Please state how many lines of the listing contain the word "flower", giving the number by itself.

- [INFORMATION SHOWN]
-=-=-

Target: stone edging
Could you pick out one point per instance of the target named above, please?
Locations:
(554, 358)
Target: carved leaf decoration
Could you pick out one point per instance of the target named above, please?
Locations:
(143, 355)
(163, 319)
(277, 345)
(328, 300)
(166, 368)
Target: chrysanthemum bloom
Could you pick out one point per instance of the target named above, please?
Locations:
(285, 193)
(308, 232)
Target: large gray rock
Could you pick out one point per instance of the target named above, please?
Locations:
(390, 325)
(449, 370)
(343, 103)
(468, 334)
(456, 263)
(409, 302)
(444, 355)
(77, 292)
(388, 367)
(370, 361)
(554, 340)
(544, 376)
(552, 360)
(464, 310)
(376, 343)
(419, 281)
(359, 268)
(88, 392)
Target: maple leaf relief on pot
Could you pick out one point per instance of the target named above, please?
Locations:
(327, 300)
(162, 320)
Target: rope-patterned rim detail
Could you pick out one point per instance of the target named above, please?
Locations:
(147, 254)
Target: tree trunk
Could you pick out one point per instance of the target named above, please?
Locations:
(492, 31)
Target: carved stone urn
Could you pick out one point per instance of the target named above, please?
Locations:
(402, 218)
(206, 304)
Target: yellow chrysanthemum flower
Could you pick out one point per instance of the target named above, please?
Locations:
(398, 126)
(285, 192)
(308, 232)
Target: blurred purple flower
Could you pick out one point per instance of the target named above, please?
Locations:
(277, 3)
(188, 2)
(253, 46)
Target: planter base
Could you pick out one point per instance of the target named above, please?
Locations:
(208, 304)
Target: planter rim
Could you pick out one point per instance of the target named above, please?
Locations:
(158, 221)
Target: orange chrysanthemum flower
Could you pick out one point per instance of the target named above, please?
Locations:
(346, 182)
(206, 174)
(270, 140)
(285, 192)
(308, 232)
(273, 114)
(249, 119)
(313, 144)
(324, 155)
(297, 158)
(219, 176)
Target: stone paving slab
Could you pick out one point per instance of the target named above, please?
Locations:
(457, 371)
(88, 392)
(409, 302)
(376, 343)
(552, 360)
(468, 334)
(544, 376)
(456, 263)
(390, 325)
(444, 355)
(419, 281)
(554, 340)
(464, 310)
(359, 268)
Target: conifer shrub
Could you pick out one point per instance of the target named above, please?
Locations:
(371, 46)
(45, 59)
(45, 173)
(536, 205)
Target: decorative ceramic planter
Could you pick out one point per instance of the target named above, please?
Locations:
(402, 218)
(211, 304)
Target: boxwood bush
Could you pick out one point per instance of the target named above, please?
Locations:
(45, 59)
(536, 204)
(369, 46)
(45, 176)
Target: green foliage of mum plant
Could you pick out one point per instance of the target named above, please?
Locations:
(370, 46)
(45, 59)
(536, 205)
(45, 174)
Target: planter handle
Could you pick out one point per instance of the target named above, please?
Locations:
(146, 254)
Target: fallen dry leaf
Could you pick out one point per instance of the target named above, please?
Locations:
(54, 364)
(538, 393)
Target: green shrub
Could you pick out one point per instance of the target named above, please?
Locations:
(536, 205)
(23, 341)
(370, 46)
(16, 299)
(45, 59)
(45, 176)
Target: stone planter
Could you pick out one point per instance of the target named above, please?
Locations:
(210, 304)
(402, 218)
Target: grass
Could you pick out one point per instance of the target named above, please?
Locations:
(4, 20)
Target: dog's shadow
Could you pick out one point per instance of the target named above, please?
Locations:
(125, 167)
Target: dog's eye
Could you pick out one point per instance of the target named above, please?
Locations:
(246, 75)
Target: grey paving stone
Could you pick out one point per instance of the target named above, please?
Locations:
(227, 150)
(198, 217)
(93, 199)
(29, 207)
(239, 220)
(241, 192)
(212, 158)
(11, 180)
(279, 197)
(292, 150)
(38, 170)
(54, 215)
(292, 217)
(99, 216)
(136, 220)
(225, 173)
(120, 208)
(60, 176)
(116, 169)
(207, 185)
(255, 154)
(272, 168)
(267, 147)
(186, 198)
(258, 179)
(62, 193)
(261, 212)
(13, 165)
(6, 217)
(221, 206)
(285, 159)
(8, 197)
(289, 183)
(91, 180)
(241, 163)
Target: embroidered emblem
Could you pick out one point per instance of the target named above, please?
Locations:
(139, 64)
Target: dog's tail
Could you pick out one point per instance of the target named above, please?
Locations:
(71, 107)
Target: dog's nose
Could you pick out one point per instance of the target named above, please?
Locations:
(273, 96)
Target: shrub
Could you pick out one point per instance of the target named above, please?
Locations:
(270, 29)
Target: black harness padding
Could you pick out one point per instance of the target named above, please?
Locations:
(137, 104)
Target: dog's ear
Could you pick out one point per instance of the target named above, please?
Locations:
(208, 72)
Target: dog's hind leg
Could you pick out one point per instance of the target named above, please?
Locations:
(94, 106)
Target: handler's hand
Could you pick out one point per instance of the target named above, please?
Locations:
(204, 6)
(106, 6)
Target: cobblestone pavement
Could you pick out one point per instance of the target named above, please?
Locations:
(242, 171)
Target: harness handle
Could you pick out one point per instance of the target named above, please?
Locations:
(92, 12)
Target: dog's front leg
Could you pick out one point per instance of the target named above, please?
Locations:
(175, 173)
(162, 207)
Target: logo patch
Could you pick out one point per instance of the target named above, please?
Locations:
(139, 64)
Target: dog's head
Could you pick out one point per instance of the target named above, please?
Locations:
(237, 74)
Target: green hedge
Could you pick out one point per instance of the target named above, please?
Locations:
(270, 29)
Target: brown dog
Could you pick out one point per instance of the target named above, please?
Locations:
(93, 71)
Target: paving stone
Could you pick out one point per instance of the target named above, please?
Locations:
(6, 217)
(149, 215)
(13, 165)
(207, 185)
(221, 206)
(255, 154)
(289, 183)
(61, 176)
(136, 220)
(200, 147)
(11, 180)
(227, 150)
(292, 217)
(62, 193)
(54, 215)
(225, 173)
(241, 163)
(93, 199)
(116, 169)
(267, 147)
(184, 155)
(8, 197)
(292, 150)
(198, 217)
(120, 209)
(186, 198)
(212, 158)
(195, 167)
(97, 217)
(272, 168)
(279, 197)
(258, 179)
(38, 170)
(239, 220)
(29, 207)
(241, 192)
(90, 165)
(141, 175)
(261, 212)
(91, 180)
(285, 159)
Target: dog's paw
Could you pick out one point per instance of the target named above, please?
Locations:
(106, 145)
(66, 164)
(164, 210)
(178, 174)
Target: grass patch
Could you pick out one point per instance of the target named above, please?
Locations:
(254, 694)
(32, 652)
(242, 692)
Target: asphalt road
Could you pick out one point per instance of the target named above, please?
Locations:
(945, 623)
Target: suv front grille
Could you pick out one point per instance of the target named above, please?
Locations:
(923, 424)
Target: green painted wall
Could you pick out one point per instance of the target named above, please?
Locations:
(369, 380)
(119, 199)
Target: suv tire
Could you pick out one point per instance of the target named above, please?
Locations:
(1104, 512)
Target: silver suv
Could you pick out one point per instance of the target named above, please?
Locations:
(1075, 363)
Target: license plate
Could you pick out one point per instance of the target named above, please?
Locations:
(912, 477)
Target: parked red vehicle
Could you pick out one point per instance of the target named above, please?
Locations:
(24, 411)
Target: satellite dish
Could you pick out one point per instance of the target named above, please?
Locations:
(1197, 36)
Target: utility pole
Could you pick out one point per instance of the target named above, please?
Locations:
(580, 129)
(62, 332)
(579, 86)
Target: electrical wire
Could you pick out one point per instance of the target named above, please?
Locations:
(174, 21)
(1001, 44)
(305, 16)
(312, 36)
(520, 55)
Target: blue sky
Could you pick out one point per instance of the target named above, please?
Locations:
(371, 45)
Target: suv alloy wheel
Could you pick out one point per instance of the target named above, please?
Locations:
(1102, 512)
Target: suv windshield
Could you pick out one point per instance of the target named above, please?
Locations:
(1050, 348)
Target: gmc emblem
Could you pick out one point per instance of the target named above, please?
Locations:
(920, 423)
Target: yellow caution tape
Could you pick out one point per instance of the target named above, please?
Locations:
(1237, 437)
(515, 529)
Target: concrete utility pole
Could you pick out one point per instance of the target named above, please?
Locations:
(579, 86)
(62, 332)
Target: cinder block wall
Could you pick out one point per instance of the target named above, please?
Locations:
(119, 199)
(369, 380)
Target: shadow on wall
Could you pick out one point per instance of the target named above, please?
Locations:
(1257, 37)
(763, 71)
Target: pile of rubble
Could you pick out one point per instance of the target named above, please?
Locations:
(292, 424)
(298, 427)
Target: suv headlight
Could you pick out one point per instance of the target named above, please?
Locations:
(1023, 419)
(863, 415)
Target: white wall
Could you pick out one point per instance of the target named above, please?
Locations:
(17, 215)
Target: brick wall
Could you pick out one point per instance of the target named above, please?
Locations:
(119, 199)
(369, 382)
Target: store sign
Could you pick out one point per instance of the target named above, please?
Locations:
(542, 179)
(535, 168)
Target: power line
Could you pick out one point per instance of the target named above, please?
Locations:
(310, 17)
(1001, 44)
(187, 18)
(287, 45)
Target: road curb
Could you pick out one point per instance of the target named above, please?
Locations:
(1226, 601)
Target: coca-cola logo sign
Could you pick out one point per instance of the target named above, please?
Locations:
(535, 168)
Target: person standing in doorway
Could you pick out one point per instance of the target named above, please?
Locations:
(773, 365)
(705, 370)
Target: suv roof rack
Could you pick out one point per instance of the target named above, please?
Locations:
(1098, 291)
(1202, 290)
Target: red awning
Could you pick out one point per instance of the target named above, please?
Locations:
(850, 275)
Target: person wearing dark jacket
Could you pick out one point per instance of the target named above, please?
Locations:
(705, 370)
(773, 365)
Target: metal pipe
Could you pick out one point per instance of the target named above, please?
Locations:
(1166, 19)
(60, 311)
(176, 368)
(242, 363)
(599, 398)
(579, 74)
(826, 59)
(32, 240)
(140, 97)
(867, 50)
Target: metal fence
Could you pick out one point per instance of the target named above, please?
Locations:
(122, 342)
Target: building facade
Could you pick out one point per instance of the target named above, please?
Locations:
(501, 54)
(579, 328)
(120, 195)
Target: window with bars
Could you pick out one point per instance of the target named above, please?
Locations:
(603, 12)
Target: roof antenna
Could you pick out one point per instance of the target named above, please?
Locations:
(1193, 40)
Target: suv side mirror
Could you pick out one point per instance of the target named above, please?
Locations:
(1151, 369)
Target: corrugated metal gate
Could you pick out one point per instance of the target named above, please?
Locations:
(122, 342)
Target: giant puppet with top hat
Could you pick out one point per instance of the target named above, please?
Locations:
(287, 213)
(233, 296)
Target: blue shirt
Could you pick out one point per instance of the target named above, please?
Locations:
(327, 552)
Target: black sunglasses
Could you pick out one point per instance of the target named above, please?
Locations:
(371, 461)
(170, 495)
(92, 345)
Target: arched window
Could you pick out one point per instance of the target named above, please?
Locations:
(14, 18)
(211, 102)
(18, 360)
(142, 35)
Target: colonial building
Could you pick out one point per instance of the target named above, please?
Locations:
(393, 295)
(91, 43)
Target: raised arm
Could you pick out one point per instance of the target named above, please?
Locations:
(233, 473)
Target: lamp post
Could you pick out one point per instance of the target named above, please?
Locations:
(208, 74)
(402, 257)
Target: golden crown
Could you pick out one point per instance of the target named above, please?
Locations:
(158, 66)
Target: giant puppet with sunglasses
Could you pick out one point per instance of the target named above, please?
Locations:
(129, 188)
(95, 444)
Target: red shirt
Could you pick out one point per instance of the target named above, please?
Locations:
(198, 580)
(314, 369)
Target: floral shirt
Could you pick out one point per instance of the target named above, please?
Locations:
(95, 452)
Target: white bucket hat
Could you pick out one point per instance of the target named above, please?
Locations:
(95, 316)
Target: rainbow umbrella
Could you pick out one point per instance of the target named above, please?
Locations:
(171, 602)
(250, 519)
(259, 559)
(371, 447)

-=-=-

- [RESULT OF THIS TASK] 3